**REQUIREMENTS:**
Format everything in the listing from the line containing "Point out white trim on sleeve in this frame." down to the line containing "[560,366,662,602]" as a two-column CSV with the headers request and boxes. Give one row per request, with its text and its answer each in a single quoted field and line breaks replaced by spaces.

-- START OF DATA SUPPLIED --

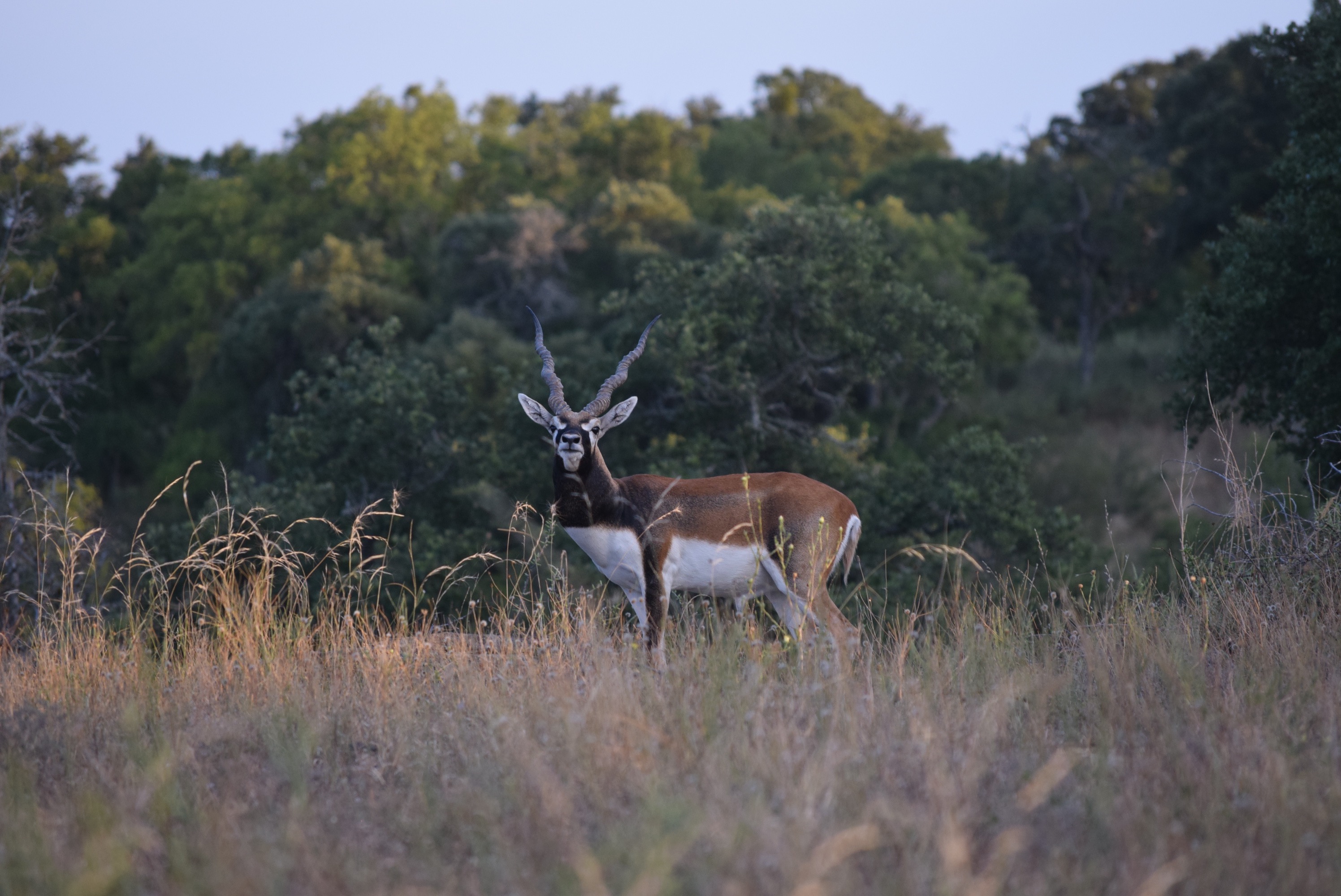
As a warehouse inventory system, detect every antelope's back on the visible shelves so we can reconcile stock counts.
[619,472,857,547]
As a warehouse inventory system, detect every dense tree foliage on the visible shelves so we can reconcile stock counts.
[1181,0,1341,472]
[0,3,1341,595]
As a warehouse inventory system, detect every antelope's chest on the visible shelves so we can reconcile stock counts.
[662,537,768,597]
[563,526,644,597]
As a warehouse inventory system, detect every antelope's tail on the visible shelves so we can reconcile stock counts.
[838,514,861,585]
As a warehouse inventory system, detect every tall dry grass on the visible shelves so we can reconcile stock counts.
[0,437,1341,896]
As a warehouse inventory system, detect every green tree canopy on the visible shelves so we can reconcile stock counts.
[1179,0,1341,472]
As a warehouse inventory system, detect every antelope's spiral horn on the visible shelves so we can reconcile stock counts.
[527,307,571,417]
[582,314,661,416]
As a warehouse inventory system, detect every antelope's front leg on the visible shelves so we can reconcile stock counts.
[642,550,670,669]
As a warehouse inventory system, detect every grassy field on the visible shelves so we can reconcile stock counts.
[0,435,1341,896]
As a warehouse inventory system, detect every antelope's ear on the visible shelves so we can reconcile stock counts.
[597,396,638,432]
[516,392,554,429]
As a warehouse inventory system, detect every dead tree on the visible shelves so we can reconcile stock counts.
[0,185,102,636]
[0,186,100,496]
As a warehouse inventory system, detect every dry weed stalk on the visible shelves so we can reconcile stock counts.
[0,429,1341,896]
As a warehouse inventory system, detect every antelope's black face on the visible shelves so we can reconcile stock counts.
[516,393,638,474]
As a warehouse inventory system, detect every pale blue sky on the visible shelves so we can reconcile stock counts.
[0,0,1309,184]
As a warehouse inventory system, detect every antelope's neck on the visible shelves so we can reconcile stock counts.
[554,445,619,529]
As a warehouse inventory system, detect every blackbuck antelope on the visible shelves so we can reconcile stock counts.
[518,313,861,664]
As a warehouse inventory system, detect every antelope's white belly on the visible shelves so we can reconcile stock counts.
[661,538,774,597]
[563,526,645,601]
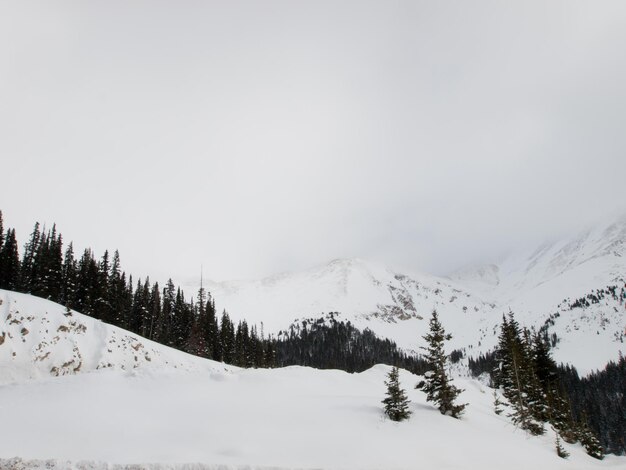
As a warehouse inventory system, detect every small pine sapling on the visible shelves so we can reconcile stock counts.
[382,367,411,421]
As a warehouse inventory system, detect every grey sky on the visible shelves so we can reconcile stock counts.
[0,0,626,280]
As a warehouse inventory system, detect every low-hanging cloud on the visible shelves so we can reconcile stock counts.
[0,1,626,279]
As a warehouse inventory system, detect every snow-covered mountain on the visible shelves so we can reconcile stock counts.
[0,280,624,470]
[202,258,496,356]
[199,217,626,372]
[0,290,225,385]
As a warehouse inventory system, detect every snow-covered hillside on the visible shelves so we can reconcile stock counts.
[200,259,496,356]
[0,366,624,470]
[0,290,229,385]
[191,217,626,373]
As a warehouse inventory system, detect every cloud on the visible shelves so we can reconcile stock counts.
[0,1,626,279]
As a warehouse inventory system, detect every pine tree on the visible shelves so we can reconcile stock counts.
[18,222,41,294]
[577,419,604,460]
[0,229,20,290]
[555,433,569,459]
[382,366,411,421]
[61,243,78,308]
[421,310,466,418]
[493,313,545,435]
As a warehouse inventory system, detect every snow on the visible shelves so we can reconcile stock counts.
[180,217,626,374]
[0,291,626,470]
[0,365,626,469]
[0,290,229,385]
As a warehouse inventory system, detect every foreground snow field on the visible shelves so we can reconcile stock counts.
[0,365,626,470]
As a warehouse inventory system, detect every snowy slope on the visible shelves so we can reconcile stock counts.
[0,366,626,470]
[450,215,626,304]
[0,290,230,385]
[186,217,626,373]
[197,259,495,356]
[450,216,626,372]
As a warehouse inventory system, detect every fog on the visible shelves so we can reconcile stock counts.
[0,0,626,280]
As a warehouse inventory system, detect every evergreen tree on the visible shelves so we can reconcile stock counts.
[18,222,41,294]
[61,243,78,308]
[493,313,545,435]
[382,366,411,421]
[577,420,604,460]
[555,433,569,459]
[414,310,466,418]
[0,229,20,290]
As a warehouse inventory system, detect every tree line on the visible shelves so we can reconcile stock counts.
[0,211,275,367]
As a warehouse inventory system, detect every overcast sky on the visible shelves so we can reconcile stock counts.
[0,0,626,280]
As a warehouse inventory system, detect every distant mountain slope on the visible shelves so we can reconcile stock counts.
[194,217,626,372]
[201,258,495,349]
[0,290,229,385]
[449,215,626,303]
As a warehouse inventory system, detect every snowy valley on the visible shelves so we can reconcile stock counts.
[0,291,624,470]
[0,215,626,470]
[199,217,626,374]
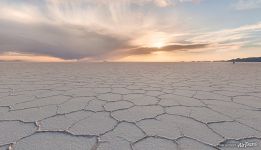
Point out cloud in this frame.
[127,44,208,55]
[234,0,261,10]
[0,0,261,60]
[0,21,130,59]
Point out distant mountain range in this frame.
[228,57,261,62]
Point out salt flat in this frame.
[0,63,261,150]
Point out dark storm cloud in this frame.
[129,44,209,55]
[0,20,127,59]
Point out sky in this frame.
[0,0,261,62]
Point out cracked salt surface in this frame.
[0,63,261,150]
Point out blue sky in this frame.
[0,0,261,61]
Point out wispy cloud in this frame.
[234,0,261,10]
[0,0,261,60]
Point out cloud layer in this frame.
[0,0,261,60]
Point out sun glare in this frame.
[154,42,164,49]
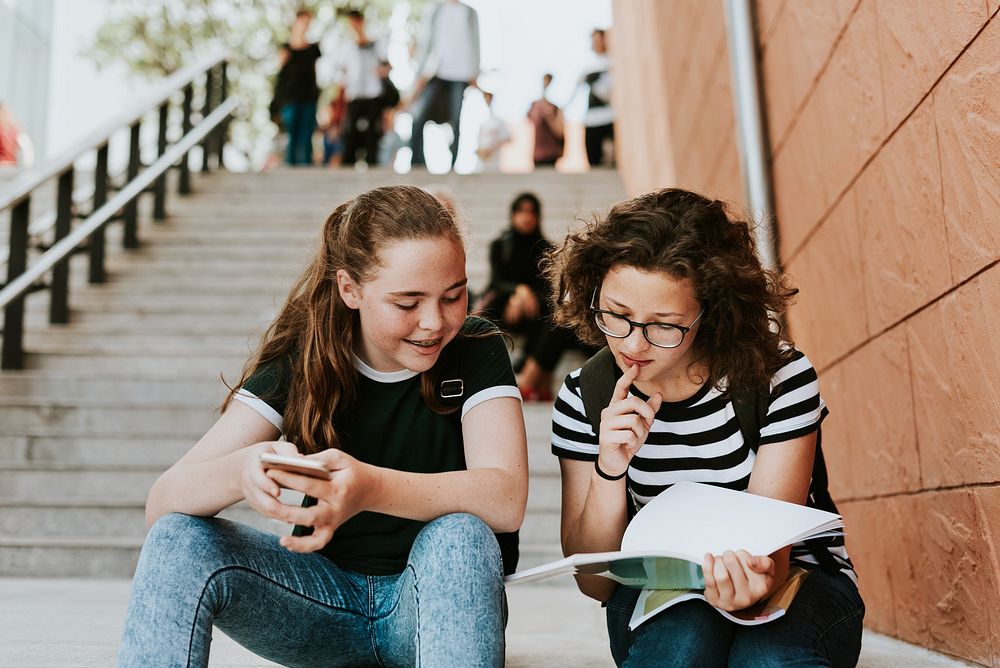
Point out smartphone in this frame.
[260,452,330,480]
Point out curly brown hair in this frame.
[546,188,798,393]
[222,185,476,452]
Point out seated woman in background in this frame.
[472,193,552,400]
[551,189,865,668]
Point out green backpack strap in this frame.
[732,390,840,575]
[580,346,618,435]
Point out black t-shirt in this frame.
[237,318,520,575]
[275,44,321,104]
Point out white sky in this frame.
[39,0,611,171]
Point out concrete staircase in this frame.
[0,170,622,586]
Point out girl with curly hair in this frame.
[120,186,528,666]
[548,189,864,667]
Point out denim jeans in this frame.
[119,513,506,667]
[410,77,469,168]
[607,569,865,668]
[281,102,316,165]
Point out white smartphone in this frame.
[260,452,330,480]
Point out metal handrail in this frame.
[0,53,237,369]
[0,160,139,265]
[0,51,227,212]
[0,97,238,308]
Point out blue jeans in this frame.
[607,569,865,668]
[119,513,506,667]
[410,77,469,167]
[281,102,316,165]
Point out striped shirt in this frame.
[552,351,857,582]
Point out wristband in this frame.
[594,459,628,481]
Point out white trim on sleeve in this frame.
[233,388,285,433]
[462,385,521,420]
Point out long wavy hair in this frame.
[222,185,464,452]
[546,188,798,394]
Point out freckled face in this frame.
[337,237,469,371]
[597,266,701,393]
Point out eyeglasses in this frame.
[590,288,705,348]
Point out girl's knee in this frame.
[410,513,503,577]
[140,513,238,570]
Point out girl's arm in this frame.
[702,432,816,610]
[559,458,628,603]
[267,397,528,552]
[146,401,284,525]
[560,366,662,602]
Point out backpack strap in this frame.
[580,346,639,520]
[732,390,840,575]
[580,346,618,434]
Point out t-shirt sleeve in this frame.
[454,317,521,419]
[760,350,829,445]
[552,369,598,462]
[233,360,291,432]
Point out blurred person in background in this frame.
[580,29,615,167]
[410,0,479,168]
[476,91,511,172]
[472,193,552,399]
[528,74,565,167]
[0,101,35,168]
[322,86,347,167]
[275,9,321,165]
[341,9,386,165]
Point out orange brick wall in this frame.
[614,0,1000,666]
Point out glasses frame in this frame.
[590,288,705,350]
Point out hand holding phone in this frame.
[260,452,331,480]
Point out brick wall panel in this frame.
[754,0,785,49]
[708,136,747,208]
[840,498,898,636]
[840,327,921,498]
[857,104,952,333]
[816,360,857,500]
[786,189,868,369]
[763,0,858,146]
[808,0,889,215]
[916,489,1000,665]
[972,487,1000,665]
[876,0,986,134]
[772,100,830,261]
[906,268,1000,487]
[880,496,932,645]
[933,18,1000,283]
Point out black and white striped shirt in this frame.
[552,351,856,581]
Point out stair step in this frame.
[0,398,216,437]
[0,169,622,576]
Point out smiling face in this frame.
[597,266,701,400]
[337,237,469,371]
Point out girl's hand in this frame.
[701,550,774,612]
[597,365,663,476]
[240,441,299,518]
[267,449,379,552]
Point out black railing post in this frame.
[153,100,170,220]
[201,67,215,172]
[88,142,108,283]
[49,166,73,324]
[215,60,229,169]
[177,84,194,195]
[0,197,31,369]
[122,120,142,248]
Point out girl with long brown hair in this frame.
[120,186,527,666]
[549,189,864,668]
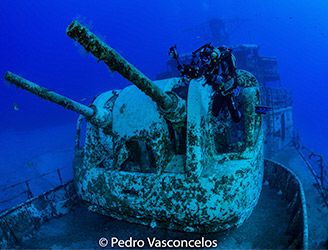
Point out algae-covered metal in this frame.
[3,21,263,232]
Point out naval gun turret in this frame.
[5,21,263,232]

-- END OF DATA SUPPLIED --

**WRITTEN RESPONSE:**
request,boxes
"Point out white trim on sleeve in this frame.","[233,388,285,433] [462,385,521,420]"
"Point out long wavy hair in this frame.","[222,185,464,452] [546,188,798,394]"
"Point out freckled face in this frame.","[337,237,469,371] [597,266,701,393]"
"Point out eyeglasses in this frame.","[590,288,705,348]"
"Point out girl's knee in this frame.","[410,513,503,577] [140,513,238,570]"
"Point out girl's arm in this frame.","[702,432,816,610] [559,458,628,603] [267,397,528,552] [146,401,284,525] [560,366,662,602]"